> [TASK STATEMENT]
Nothing but an exact copy of the data should be given.

> [RECORDS SUPPLIED]
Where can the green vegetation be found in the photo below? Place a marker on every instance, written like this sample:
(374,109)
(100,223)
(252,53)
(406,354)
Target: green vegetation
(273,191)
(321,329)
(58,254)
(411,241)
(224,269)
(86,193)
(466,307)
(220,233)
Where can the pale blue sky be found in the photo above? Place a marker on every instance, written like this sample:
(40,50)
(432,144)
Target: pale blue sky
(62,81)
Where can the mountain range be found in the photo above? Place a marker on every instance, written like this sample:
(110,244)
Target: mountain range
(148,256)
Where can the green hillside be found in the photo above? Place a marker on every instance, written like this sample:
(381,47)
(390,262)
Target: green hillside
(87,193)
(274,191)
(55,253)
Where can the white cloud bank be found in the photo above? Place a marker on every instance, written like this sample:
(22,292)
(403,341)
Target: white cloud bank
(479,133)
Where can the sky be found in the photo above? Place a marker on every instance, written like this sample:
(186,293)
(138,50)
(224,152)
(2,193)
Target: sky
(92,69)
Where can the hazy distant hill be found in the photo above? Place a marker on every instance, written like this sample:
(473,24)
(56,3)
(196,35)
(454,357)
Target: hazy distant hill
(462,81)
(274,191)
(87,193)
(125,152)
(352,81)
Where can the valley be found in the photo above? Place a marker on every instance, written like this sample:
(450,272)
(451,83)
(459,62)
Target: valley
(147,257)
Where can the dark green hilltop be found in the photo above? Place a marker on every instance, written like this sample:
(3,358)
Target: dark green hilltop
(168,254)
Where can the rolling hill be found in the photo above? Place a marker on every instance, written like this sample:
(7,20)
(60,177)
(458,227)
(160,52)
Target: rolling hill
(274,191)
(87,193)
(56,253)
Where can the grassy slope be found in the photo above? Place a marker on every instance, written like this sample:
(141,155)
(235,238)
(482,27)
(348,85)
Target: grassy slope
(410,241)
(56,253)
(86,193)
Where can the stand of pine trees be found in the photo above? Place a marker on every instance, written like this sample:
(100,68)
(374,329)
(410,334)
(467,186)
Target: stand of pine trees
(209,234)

> [RESULT FOR THIS TASK]
Where can the green vegetation be found in the photo below? Place a marker on every instance, written like this sample:
(374,109)
(100,223)
(252,53)
(406,354)
Target: green vegetation
(273,191)
(321,329)
(58,254)
(411,241)
(224,269)
(86,193)
(466,307)
(220,233)
Where can the pale blue sky be found in the photo above? Place a marker on every instance, written like this sample:
(40,50)
(432,144)
Target: pale blue sky
(62,81)
Where can the mountain range be found in the photo above? Place a marker on every instance, written like this sample:
(110,244)
Target: mountain range
(148,256)
Where can the green hillside be found in the photo above? Place a marker on every instance, written like this sample:
(381,47)
(390,262)
Target: green hillside
(87,193)
(274,191)
(55,253)
Where can the white cloud bank be found in the photo above? Place a marker on every instance, written like this sample:
(22,292)
(403,341)
Target: white cloud bank
(479,133)
Where can the sky be found in the photo above? Place a marker on every instance, written like this sample:
(186,293)
(138,50)
(224,152)
(2,193)
Target: sky
(92,69)
Where can the hazy distant hill be found in the photo above? Place a marker on every instance, written like this sample:
(473,24)
(56,3)
(196,35)
(454,357)
Target: hazy distant hill
(462,81)
(274,191)
(87,193)
(125,152)
(352,81)
Where can the valley be found in the photo above? Place a marker on every instance, written like this sample:
(450,272)
(451,83)
(459,62)
Target: valley
(147,257)
Where can the dark green hilltop be found in the photo above? Place a marker on every instance, written like this sample:
(3,358)
Target: dark green hilltop
(168,254)
Where can the rolling hill be found in the photo above? Place a marker on every instance, written like this sample:
(7,20)
(60,177)
(458,227)
(160,52)
Target: rolling hill
(274,191)
(87,193)
(56,253)
Where can the grassy slope be found in the photo above? Place a marker on every instance, written like this sample:
(141,155)
(235,238)
(482,27)
(348,85)
Target: grassy slope
(410,241)
(56,253)
(86,193)
Where can the stand of pine trees be found in the photo above? Place a marker on every instance, written like this sample:
(100,68)
(374,329)
(410,334)
(467,186)
Target: stand of pine trees
(209,234)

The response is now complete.